_Page_
# # # # #

Narrow money in the developed world is also growing again, thanks mainly to the US, where the central bank has expanded bank reserves by a further USD 200bn to compensate for a winding down of the Treasury Supplementary Financing Facility.Click on charts, courtesy of BNP Paribas.
In advanced economies, there is still no sign of an acceleration in broad money…
Although narrow liquidity in the advanced economies jumped some time ago, there is still little sign of that translating into a pick-up in the growth of broad money. Our broad liquidity aggregate across the G7 is growing by less than 5% y/y (Chart 2), its slowest rate of growth since August 1995. As a result, the money multiplier across the advanced economies remains moribund with no sign of a recovery.
There has been a particularly significant deceleration in broad money growth in the
eurozone, which was the disproportionate driver of broad liquidity across the developed world before the crisis. M3 growth there has slowed by nearly 11 percentage points since the start of 2008 to 2% y/y in September – its joint-slowest
rate on record.

# # # # #

_Record extracts_
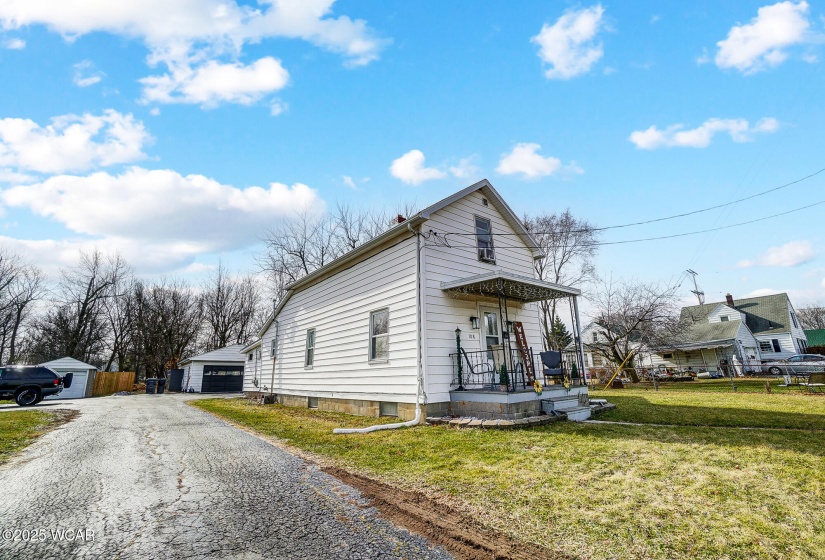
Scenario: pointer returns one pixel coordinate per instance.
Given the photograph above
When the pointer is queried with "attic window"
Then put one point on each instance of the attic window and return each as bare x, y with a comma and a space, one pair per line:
484, 240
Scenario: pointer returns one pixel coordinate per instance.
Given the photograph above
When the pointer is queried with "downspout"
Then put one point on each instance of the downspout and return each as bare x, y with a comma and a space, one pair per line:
274, 359
420, 373
581, 342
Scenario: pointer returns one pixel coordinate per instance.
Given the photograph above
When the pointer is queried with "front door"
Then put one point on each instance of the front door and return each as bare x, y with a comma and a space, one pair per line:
490, 329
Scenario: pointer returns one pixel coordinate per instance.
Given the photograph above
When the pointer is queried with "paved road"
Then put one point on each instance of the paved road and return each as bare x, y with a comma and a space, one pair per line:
154, 478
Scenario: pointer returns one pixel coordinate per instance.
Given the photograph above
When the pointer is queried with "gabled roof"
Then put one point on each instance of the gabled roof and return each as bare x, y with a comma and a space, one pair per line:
230, 353
68, 363
352, 256
816, 337
763, 314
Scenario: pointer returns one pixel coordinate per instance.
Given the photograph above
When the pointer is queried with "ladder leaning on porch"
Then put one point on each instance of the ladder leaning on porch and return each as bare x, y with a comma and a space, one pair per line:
525, 352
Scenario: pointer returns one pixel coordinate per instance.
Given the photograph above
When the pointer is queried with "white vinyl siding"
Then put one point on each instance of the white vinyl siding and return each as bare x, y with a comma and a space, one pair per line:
442, 313
309, 353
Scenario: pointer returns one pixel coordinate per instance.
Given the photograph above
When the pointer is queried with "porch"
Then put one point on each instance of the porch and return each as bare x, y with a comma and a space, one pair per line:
503, 374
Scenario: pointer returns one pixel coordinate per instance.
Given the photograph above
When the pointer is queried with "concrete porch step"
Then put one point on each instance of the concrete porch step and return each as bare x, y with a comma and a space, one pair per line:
576, 413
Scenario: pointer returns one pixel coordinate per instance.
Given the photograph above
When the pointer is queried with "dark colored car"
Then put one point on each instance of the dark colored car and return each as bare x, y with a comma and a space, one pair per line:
28, 385
801, 364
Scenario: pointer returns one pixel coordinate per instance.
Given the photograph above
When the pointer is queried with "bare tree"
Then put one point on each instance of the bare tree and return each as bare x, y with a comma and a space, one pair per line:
570, 247
634, 317
76, 324
812, 316
169, 318
229, 306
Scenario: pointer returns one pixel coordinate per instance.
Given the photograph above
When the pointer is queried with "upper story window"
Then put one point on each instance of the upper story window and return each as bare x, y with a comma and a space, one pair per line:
380, 335
309, 357
484, 240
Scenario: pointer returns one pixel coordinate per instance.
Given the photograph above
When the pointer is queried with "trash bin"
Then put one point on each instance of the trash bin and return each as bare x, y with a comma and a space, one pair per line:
151, 385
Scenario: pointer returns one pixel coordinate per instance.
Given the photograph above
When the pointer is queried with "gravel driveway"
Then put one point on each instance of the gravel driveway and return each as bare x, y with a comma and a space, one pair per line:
150, 477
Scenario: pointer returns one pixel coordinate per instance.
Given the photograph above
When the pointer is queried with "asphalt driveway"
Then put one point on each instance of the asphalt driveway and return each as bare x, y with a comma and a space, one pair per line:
149, 477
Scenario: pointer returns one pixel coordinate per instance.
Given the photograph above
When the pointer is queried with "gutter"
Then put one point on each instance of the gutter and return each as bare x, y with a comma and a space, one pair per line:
415, 421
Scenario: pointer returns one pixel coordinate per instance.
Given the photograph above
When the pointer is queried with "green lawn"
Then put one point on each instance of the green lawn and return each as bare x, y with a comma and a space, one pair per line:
713, 403
601, 490
20, 427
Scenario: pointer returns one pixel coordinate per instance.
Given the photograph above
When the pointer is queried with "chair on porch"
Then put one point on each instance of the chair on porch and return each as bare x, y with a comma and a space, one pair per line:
480, 369
552, 366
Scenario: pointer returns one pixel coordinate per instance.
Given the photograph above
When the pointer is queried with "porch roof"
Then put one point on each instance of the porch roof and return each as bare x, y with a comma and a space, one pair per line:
513, 286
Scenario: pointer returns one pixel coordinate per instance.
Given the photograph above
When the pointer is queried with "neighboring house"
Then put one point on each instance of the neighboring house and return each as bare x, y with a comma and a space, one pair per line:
375, 331
218, 371
745, 330
83, 377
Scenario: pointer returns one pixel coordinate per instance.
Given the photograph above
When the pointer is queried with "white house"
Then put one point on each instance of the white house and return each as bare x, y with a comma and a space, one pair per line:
745, 330
427, 313
218, 371
83, 377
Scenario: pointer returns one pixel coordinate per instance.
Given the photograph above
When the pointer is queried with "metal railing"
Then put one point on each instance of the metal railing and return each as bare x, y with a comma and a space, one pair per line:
502, 370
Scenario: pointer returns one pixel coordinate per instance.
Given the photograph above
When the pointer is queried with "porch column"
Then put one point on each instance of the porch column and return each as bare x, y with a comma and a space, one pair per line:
578, 335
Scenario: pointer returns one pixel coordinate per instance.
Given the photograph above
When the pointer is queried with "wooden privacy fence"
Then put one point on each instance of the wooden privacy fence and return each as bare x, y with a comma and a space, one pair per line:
109, 382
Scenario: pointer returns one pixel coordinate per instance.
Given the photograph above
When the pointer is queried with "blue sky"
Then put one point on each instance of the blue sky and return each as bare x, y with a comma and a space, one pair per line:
177, 131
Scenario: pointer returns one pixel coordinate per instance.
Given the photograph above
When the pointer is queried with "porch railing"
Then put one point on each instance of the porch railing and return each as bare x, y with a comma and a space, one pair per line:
502, 370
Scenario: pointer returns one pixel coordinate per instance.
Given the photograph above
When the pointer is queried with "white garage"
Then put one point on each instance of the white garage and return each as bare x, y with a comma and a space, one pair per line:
83, 379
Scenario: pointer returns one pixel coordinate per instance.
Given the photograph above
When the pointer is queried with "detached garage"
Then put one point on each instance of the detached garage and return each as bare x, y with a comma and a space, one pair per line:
218, 371
83, 379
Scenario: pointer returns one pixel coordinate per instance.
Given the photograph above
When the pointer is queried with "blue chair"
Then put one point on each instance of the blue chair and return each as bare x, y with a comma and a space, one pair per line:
552, 366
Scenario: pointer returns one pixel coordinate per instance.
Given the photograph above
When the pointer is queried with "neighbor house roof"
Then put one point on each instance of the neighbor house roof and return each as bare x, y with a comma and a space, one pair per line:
230, 353
68, 363
763, 314
816, 337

# # # # #

_Written request 1_
In the money-growth commentary, rewrite the passage that opens with the words containing "Narrow money in" and closes with "of BNP Paribas.", swapping "bank reserves" for "reserve balances".
_Written request 2_
Write the next few sentences of the commentary on money growth, picking up right after its last sentence.

_Exercise output 1_
Narrow money in the developed world is also growing again, thanks mainly to the US, where the central bank has expanded reserve balances by a further USD 200bn to compensate for a winding down of the Treasury Supplementary Financing Facility.Click on charts, courtesy of BNP Paribas.

_Exercise output 2_
Much has been made of the surge in broad liquidity in China. Incorporating it into our
measure lifts the rate of broad money growth considerably, but there is still a significant deceleration in the aggregate measure (Chart 2).
…or credit growth
On the asset side of the balance sheet, the counterpart to a slowdown in the growth of broad money has been a sharp deceleration in the growth of credit to the private sector.
In contrast, the downward trend in total credit growth is much more modest, reflecting increased lending to governments and highlighting the risk of government borrowing crowding out private sector borrowing.
Reflation floods and dopamine ... organic lift in risk asset prices! Smoking ...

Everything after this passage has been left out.